Written request
Please pull out every line of the material below that contains the word "tree", copying each one unchanged.

— start —

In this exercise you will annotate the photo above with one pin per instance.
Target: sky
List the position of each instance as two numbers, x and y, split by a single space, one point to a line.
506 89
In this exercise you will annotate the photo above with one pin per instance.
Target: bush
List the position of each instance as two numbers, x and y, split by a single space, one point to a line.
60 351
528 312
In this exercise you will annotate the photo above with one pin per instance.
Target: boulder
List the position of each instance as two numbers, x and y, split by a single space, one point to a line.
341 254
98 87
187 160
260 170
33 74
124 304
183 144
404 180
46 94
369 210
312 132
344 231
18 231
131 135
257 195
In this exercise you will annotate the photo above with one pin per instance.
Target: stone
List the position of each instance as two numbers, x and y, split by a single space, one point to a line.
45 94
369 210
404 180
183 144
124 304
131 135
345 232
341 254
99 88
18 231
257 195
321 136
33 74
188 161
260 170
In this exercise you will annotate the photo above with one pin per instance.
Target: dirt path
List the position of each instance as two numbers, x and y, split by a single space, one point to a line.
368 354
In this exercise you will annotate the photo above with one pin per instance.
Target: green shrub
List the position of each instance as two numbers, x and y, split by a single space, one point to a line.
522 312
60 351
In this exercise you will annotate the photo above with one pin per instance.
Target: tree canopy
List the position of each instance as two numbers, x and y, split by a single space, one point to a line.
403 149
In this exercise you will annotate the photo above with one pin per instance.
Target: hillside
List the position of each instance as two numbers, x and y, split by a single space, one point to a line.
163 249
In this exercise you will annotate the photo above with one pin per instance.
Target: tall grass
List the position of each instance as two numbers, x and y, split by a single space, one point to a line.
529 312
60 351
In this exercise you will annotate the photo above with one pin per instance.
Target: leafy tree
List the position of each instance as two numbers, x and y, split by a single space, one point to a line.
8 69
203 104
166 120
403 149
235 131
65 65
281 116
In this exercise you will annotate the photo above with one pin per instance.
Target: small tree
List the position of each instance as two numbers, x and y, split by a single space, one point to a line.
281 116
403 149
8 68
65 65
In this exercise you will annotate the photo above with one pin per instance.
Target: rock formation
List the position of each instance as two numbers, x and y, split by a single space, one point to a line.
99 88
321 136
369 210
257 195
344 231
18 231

— end —

Exercise output
Target: tree canopy
Target: leafy tree
Target: small tree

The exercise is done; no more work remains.